(LISTED ENTRIES)
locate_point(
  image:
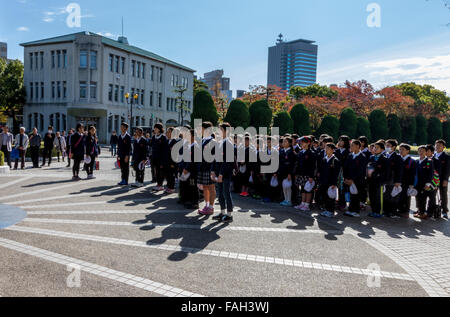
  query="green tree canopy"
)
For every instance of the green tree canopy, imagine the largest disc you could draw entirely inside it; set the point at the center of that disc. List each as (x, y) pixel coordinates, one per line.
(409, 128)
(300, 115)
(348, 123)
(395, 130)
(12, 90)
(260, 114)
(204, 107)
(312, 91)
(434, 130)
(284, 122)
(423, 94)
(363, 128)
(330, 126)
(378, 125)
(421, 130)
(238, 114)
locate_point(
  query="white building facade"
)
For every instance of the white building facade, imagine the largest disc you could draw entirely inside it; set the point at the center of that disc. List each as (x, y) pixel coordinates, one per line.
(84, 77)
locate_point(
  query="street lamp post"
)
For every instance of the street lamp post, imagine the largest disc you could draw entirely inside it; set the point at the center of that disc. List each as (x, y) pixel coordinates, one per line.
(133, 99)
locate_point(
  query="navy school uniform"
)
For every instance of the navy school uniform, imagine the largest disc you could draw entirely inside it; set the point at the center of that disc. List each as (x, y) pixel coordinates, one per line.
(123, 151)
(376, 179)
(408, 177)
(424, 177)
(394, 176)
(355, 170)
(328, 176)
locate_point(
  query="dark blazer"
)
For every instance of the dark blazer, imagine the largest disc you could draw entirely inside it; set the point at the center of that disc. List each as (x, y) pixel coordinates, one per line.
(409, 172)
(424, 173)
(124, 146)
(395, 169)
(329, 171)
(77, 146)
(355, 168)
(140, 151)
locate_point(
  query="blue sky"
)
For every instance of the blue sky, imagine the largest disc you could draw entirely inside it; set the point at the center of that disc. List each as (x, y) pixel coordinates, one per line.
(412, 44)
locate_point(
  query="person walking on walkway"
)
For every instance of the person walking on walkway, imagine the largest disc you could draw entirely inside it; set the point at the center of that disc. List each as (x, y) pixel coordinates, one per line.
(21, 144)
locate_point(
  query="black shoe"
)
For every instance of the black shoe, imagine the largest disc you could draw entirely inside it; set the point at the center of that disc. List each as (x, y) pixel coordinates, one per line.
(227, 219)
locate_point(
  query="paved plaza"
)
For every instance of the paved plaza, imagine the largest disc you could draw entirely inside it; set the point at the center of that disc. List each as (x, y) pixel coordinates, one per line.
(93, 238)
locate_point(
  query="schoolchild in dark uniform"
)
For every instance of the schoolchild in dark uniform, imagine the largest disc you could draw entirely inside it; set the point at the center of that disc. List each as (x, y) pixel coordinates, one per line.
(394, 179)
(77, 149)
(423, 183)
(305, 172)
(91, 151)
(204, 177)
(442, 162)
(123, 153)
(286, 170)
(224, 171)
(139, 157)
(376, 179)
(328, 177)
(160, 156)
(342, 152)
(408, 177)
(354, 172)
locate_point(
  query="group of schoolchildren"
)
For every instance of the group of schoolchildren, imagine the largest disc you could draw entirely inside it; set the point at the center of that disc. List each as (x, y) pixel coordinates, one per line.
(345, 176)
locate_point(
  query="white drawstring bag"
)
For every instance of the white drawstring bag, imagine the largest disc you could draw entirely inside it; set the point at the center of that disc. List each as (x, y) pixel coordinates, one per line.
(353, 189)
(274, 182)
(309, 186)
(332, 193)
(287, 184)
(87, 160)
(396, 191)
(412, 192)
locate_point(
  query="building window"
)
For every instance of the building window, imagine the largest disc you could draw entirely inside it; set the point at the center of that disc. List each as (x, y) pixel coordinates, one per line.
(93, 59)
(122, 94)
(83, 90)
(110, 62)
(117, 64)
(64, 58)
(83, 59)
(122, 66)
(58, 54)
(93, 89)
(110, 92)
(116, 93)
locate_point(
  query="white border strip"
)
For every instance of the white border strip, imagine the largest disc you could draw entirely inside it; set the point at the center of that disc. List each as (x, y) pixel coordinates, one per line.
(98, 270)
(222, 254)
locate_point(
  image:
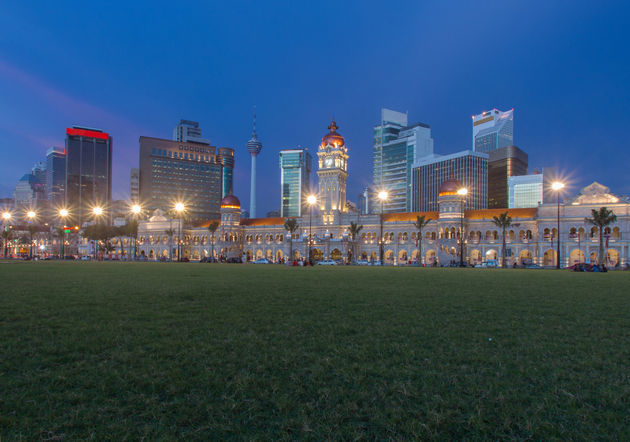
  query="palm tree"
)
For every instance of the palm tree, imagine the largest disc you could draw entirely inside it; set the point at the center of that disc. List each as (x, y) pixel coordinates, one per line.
(End LISTED ENTRIES)
*WHAT TO PRODUCE*: Copy the data character for character, but drop all pictures from the copy.

*OUTPUT FOR THIS EXERCISE*:
locate_point(
  image:
  query="green tree canopy"
)
For every instance of the green tree canopy, imagine the largest disc you could draw entirely inside it; set the point at the center of that disc. List each as (x, y) pixel coordinates, one per line.
(409, 128)
(300, 115)
(348, 123)
(395, 130)
(12, 90)
(260, 114)
(204, 107)
(312, 91)
(434, 130)
(284, 122)
(423, 94)
(363, 128)
(330, 126)
(378, 125)
(421, 130)
(238, 114)
locate_point(
  query="white building facade"
)
For every instance of the white building facade, imagine the largest disc you could draw entirely inside it; set the point at the center of that disc. List each as (x, y) pixel coordinates, one per line.
(84, 77)
locate_point(
  query="street lamp post"
)
For every instance of the street lamp post, imagine the largest disc you could draw entirely inside it; set the point at the center of that disc. List each as (x, y) pixel coordinates, one per line.
(133, 99)
locate_point(
  query="navy school uniform"
)
For every instance of the navy school uniform, imagine the largest disc you could draw entirely inside it; set the point at the center of that disc. List each as (x, y) pixel coordinates, one per line.
(123, 151)
(376, 179)
(408, 177)
(424, 177)
(394, 176)
(355, 170)
(328, 176)
locate_point(
  query="dark blazer"
)
For every instance of the dark blazer, imagine the largest disc you could draw entirely inside it; set the point at the center of that disc. List each as (x, y) pixel coordinates, one per line.
(409, 172)
(424, 173)
(124, 146)
(395, 169)
(329, 171)
(77, 146)
(355, 168)
(140, 151)
locate_point(
  query="blue sky"
)
For every instance of the blue sky, imagine the largest disc you could draw entirely inside it; set the point at the center of that disc. List each as (x, y) pixel coordinates, one per line.
(412, 44)
locate_point(
  query="person walking on walkway"
)
For every instance of the person walking on walkway, imagine the largest disc you could draw entirely inside it; set the point at the center of that disc. List each as (x, y) pixel coordinates, one per line.
(21, 144)
locate_point(
  query="black shoe"
)
For every instance of the black shoe, imagine the largest disc you could draw entirely inside it; set the point at the center of that disc. List each as (x, y) pixel coordinates, one per line.
(227, 219)
locate_point(
  query="paved plaza"
)
For every instance of the paved plaza, imagine the largest disc you could draw entirely inside it; set the point at the center of that disc. List each as (x, y) pixel coordinates, one per line.
(93, 238)
locate_point(
  query="schoolchild in dark uniform"
)
For every instance of the schoolchild in dark uniform, imagine the largest disc you could draw entirely inside it; set the point at the center of that disc. List each as (x, y) pixel coordinates, one per line.
(394, 179)
(77, 149)
(423, 183)
(305, 172)
(91, 151)
(204, 177)
(442, 162)
(123, 153)
(286, 170)
(224, 171)
(139, 157)
(376, 179)
(328, 177)
(160, 156)
(342, 152)
(408, 177)
(354, 172)
locate_point(
  query="group of schoolchildren"
)
For every instance of the group of schoolchildren, imagine the largest disc you could draw entirely inside it; set the point at the center of that disc. List each as (x, y) pixel coordinates, one per line.
(345, 176)
locate_point(
  query="white drawstring bag"
)
For every instance of the white drawstring bag, imagine the largest disc you could draw entirely inside it; set the point at the center of that disc. List each as (x, y) pixel coordinates, one per line.
(353, 189)
(274, 182)
(309, 186)
(332, 193)
(287, 184)
(87, 160)
(396, 191)
(412, 192)
locate_point(
  query="building window"
)
For every instance of the building window, imagine the largest disc you could draw entirely inside it; set the point at the center of that disc. List each as (x, y) pixel coordinates, one per line.
(93, 59)
(122, 94)
(83, 90)
(110, 62)
(117, 64)
(64, 58)
(83, 59)
(122, 66)
(58, 54)
(93, 89)
(110, 92)
(116, 93)
locate_point(
  query="white border strip"
)
For every instance of the white border strip, imagine the largest disc you could draw entirely inside it; set the point at the center of that disc. List each as (x, y) pixel coordinates, one per line.
(98, 270)
(222, 254)
locate_point(
  image:
  query="palm tree"
)
For every instance of the palm tree, imagine the largest disc you could draw entirely inside it; set the point at the center of that disc. List each as (x, y) pixel coordinates, one per line.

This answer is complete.